→ **WHAT IS BEING ASKED**
Reproduce the full listing that appears beneath this instruction exactly.

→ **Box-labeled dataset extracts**
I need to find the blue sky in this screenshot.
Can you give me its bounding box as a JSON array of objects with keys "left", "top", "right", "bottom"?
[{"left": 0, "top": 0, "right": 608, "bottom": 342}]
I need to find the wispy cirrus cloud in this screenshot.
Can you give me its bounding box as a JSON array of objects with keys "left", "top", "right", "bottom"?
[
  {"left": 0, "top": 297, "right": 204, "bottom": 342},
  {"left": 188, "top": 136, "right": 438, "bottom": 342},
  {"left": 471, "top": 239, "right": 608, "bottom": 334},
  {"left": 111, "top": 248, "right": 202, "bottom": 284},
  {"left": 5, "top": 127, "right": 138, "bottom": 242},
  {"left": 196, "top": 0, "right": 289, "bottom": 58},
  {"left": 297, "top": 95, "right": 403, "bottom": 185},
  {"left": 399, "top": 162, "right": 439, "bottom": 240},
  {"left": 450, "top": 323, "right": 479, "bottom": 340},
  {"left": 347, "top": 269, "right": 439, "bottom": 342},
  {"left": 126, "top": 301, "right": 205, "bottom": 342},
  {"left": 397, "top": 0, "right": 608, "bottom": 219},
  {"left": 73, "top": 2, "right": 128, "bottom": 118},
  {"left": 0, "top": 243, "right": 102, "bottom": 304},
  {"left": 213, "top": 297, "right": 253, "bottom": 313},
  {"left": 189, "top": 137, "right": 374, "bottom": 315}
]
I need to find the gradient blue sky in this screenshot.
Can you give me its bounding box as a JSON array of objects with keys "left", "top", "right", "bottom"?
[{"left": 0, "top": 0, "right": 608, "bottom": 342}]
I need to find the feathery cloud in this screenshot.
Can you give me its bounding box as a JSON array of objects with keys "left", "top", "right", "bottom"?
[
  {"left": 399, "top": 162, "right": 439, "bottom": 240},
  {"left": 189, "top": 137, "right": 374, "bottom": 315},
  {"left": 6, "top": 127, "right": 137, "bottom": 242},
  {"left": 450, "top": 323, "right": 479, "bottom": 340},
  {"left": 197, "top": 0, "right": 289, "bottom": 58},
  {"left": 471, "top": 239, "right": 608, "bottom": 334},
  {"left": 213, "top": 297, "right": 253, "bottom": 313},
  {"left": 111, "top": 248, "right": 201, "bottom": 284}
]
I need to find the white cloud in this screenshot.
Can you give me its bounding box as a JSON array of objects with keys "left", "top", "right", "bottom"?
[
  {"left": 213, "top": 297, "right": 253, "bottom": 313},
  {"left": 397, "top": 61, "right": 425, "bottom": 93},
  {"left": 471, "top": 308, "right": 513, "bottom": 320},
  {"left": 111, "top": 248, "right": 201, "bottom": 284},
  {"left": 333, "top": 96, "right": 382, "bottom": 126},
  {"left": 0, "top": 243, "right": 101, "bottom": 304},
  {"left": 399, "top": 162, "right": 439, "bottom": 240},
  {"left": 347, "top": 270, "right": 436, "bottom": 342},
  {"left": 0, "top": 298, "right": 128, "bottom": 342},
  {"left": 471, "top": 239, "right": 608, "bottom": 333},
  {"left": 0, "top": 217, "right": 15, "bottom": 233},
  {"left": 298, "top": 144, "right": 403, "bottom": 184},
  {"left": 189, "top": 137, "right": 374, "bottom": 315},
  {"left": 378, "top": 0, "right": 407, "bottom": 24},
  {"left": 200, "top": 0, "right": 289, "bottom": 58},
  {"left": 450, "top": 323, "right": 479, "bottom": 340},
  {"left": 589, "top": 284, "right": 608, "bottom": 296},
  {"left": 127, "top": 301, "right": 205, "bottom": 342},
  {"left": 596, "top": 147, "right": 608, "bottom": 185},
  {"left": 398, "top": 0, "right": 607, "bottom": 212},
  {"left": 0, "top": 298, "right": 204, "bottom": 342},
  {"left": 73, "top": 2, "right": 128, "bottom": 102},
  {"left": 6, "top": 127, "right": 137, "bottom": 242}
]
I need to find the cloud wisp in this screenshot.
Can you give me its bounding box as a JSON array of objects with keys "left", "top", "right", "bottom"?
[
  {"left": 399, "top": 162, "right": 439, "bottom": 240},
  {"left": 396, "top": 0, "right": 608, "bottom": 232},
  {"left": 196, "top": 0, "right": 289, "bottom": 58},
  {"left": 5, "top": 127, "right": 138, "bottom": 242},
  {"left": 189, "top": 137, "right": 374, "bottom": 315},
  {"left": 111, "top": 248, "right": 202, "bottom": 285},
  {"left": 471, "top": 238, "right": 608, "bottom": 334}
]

→ **EXERCISE ANSWER**
I need to find the blue sky in this screenshot.
Can you give me its bounding box as a JSON array of objects with keys "left", "top", "right", "bottom"?
[{"left": 0, "top": 0, "right": 608, "bottom": 342}]
I need to find the wispy cirrus cloud in this screenshot.
Can you give me its bounding box as a JSON array of objects with keys "left", "top", "right", "bottom"?
[
  {"left": 0, "top": 297, "right": 204, "bottom": 342},
  {"left": 188, "top": 136, "right": 438, "bottom": 342},
  {"left": 471, "top": 239, "right": 608, "bottom": 334},
  {"left": 111, "top": 248, "right": 202, "bottom": 284},
  {"left": 5, "top": 127, "right": 138, "bottom": 242},
  {"left": 196, "top": 0, "right": 289, "bottom": 58},
  {"left": 297, "top": 95, "right": 403, "bottom": 185},
  {"left": 399, "top": 162, "right": 439, "bottom": 240},
  {"left": 450, "top": 323, "right": 479, "bottom": 340},
  {"left": 347, "top": 269, "right": 439, "bottom": 342},
  {"left": 126, "top": 301, "right": 205, "bottom": 342},
  {"left": 397, "top": 0, "right": 608, "bottom": 219},
  {"left": 73, "top": 2, "right": 128, "bottom": 118},
  {"left": 0, "top": 243, "right": 102, "bottom": 304},
  {"left": 213, "top": 297, "right": 253, "bottom": 313},
  {"left": 189, "top": 137, "right": 374, "bottom": 315}
]
I need to find the gradient blue sky in this screenshot.
Can you give me its bounding box as a JSON array of objects with keys "left", "top", "right", "bottom"?
[{"left": 0, "top": 0, "right": 608, "bottom": 342}]
I need to find the feathery cloud in this screenshot.
Can you give me its bounding box as a JSON array of objects with keys "left", "top", "right", "bottom"?
[
  {"left": 399, "top": 162, "right": 439, "bottom": 240},
  {"left": 189, "top": 137, "right": 374, "bottom": 315},
  {"left": 6, "top": 127, "right": 137, "bottom": 242},
  {"left": 450, "top": 323, "right": 479, "bottom": 340},
  {"left": 197, "top": 0, "right": 289, "bottom": 58},
  {"left": 471, "top": 239, "right": 608, "bottom": 334},
  {"left": 213, "top": 297, "right": 253, "bottom": 313},
  {"left": 111, "top": 248, "right": 201, "bottom": 284}
]
I need to find the white cloud in this screenshot.
Can you give me its bounding box as a JSON array of objects with keys "left", "top", "right", "bottom"?
[
  {"left": 213, "top": 297, "right": 253, "bottom": 313},
  {"left": 397, "top": 61, "right": 425, "bottom": 93},
  {"left": 471, "top": 308, "right": 513, "bottom": 320},
  {"left": 111, "top": 248, "right": 201, "bottom": 284},
  {"left": 333, "top": 96, "right": 382, "bottom": 126},
  {"left": 0, "top": 243, "right": 101, "bottom": 304},
  {"left": 399, "top": 162, "right": 439, "bottom": 240},
  {"left": 347, "top": 270, "right": 436, "bottom": 342},
  {"left": 0, "top": 298, "right": 128, "bottom": 342},
  {"left": 471, "top": 239, "right": 608, "bottom": 333},
  {"left": 0, "top": 217, "right": 15, "bottom": 233},
  {"left": 298, "top": 144, "right": 403, "bottom": 184},
  {"left": 189, "top": 137, "right": 374, "bottom": 315},
  {"left": 378, "top": 0, "right": 407, "bottom": 24},
  {"left": 200, "top": 0, "right": 289, "bottom": 58},
  {"left": 450, "top": 323, "right": 479, "bottom": 340},
  {"left": 589, "top": 284, "right": 608, "bottom": 296},
  {"left": 127, "top": 301, "right": 205, "bottom": 342},
  {"left": 596, "top": 147, "right": 608, "bottom": 185},
  {"left": 398, "top": 0, "right": 607, "bottom": 212},
  {"left": 0, "top": 298, "right": 204, "bottom": 342},
  {"left": 73, "top": 2, "right": 128, "bottom": 102},
  {"left": 6, "top": 127, "right": 137, "bottom": 242}
]
I need to find the cloud wisp in this screenshot.
Can you give me its bounding box as a JSON array of objects with keys "left", "top", "right", "bottom"?
[
  {"left": 399, "top": 162, "right": 439, "bottom": 240},
  {"left": 396, "top": 0, "right": 608, "bottom": 232},
  {"left": 196, "top": 0, "right": 289, "bottom": 58},
  {"left": 5, "top": 127, "right": 138, "bottom": 242},
  {"left": 189, "top": 137, "right": 374, "bottom": 315},
  {"left": 111, "top": 248, "right": 202, "bottom": 285},
  {"left": 471, "top": 238, "right": 608, "bottom": 334}
]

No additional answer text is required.